[Shape labeling records]
<<<<

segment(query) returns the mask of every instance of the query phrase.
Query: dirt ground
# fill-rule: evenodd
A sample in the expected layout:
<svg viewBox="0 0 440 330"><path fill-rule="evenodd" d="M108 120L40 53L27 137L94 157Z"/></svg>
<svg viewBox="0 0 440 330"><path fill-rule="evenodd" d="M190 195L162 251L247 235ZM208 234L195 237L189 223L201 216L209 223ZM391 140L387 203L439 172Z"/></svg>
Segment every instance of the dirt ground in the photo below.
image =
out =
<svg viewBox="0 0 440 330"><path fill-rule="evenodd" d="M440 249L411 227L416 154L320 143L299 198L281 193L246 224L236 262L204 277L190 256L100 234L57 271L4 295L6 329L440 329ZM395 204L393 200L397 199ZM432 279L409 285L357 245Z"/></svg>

>>>>

AIM → Reproduce every row above line for line, without altering a single character.

CORRECT RESPONSE →
segment(query) returns the mask of every instance of the query phrase.
Query: dirt ground
# fill-rule: evenodd
A sample in the expected layout:
<svg viewBox="0 0 440 330"><path fill-rule="evenodd" d="M108 120L40 53L27 137L94 157Z"/></svg>
<svg viewBox="0 0 440 330"><path fill-rule="evenodd" d="M190 195L162 251L247 235ZM208 234L195 237L189 223L201 216L209 223ZM391 140L387 203L439 172Z"/></svg>
Segment every instance of the dirt ground in the photo below.
image =
out =
<svg viewBox="0 0 440 330"><path fill-rule="evenodd" d="M440 249L411 227L416 154L320 143L299 198L281 193L246 224L236 262L204 277L190 256L100 234L57 271L4 295L6 329L440 329ZM395 204L393 200L397 199ZM432 279L409 285L357 245Z"/></svg>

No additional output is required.